_Record set_
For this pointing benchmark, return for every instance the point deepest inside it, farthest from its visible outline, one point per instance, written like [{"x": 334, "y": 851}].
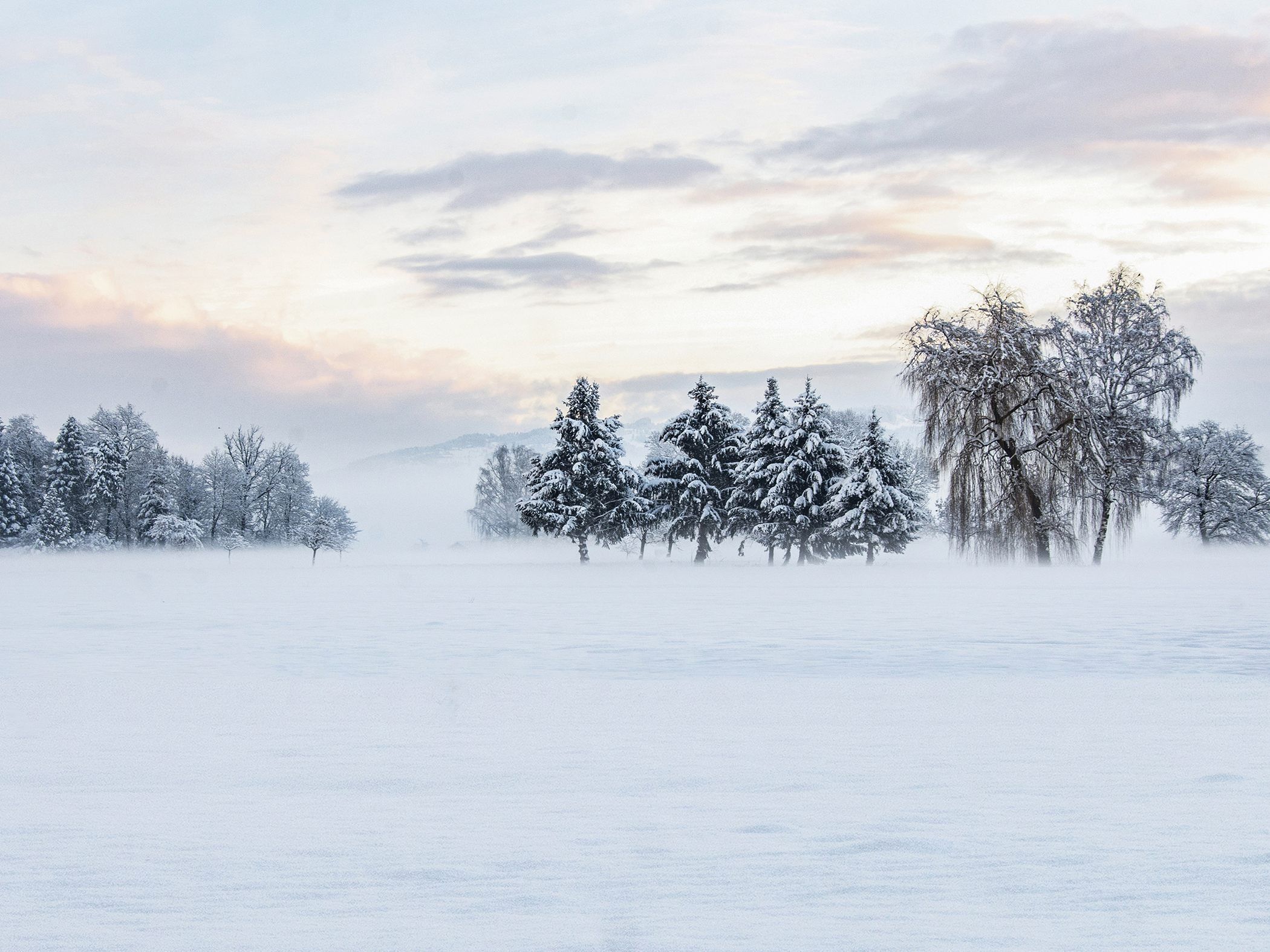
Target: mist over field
[
  {"x": 498, "y": 748},
  {"x": 640, "y": 476}
]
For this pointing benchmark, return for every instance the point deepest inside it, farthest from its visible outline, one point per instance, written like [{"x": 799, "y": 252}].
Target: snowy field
[{"x": 396, "y": 753}]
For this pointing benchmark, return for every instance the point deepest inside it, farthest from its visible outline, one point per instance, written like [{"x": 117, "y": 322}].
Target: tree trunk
[
  {"x": 1104, "y": 521},
  {"x": 1034, "y": 505},
  {"x": 703, "y": 545}
]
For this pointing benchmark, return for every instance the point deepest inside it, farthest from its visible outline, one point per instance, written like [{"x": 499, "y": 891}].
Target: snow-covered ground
[{"x": 515, "y": 753}]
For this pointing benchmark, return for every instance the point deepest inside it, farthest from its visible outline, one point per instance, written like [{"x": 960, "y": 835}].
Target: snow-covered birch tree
[
  {"x": 1128, "y": 372},
  {"x": 1000, "y": 418}
]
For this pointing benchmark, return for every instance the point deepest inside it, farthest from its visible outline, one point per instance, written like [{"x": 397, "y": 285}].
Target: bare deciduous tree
[
  {"x": 998, "y": 419},
  {"x": 1128, "y": 372}
]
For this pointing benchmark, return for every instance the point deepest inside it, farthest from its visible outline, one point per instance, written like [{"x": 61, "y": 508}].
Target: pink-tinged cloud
[{"x": 1064, "y": 93}]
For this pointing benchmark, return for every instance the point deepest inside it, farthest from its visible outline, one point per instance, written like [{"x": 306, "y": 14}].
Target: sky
[{"x": 375, "y": 225}]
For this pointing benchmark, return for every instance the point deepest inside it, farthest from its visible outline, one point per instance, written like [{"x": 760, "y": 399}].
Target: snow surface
[{"x": 516, "y": 753}]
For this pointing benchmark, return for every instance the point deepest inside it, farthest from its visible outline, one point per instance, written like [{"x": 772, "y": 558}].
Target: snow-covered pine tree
[
  {"x": 13, "y": 510},
  {"x": 697, "y": 481},
  {"x": 582, "y": 489},
  {"x": 155, "y": 503},
  {"x": 53, "y": 523},
  {"x": 796, "y": 510},
  {"x": 875, "y": 503},
  {"x": 107, "y": 468},
  {"x": 69, "y": 475},
  {"x": 763, "y": 455}
]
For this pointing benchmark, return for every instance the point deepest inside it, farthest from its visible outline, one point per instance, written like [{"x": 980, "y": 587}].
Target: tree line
[
  {"x": 109, "y": 483},
  {"x": 1044, "y": 436},
  {"x": 799, "y": 479}
]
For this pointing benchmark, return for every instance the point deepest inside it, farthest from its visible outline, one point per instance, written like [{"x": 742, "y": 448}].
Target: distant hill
[
  {"x": 467, "y": 446},
  {"x": 474, "y": 447}
]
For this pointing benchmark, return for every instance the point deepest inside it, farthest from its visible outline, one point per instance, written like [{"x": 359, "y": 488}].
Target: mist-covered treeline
[
  {"x": 109, "y": 483},
  {"x": 1048, "y": 437},
  {"x": 798, "y": 479}
]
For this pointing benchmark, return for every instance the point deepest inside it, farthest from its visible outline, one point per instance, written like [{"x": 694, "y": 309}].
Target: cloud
[
  {"x": 883, "y": 239},
  {"x": 1057, "y": 91},
  {"x": 552, "y": 270},
  {"x": 550, "y": 239},
  {"x": 445, "y": 232},
  {"x": 1229, "y": 322},
  {"x": 483, "y": 180},
  {"x": 68, "y": 348}
]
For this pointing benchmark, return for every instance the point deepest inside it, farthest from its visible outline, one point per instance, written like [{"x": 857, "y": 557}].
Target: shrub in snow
[
  {"x": 695, "y": 481},
  {"x": 174, "y": 532}
]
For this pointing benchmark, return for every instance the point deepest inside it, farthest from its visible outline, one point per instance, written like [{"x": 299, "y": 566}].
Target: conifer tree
[
  {"x": 875, "y": 502},
  {"x": 106, "y": 473},
  {"x": 796, "y": 510},
  {"x": 761, "y": 458},
  {"x": 582, "y": 489},
  {"x": 53, "y": 523},
  {"x": 69, "y": 474},
  {"x": 13, "y": 508},
  {"x": 697, "y": 480},
  {"x": 155, "y": 503}
]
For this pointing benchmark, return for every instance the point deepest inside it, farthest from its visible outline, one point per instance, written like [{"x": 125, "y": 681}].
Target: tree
[
  {"x": 284, "y": 493},
  {"x": 1000, "y": 422},
  {"x": 32, "y": 453},
  {"x": 659, "y": 478},
  {"x": 697, "y": 481},
  {"x": 107, "y": 468},
  {"x": 246, "y": 450},
  {"x": 582, "y": 489},
  {"x": 157, "y": 503},
  {"x": 327, "y": 526},
  {"x": 174, "y": 532},
  {"x": 763, "y": 455},
  {"x": 13, "y": 508},
  {"x": 69, "y": 475},
  {"x": 221, "y": 481},
  {"x": 232, "y": 542},
  {"x": 500, "y": 487},
  {"x": 53, "y": 523},
  {"x": 1128, "y": 372},
  {"x": 1216, "y": 487},
  {"x": 796, "y": 511},
  {"x": 137, "y": 455},
  {"x": 875, "y": 503}
]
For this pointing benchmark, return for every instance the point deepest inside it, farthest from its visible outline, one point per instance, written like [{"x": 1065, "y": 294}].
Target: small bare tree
[
  {"x": 1217, "y": 488},
  {"x": 500, "y": 487}
]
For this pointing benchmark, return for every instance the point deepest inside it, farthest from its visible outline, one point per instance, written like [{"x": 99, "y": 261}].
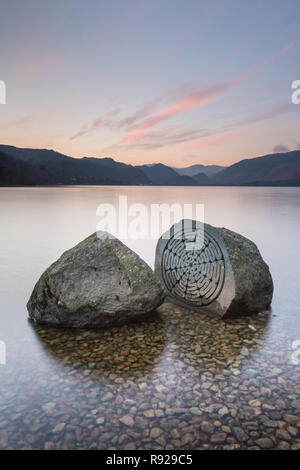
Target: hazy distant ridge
[{"x": 46, "y": 167}]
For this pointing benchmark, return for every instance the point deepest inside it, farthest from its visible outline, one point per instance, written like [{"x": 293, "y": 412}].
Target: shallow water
[{"x": 177, "y": 381}]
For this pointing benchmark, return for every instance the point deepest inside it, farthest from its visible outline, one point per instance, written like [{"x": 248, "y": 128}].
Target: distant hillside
[
  {"x": 281, "y": 169},
  {"x": 160, "y": 174},
  {"x": 194, "y": 170},
  {"x": 13, "y": 172},
  {"x": 49, "y": 167},
  {"x": 23, "y": 167}
]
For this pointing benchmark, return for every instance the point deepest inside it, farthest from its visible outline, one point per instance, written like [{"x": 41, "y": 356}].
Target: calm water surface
[{"x": 179, "y": 381}]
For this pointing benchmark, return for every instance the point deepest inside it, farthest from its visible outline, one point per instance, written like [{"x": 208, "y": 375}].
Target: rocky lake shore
[{"x": 179, "y": 380}]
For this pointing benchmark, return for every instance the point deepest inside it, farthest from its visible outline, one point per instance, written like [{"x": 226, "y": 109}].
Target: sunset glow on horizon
[{"x": 142, "y": 81}]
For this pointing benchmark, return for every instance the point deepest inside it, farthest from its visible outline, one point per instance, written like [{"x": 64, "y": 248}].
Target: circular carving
[{"x": 193, "y": 267}]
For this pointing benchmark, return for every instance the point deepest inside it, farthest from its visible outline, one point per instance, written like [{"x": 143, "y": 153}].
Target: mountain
[
  {"x": 282, "y": 169},
  {"x": 160, "y": 174},
  {"x": 194, "y": 170},
  {"x": 49, "y": 167},
  {"x": 14, "y": 173},
  {"x": 23, "y": 167},
  {"x": 201, "y": 179}
]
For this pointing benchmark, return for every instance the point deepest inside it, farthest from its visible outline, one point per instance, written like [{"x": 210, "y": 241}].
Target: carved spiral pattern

_Exercise task_
Show every line of the items above that contains the word "distant".

_Full response_
Target: distant hill
Target: hazy distant ridge
Target: distant hillside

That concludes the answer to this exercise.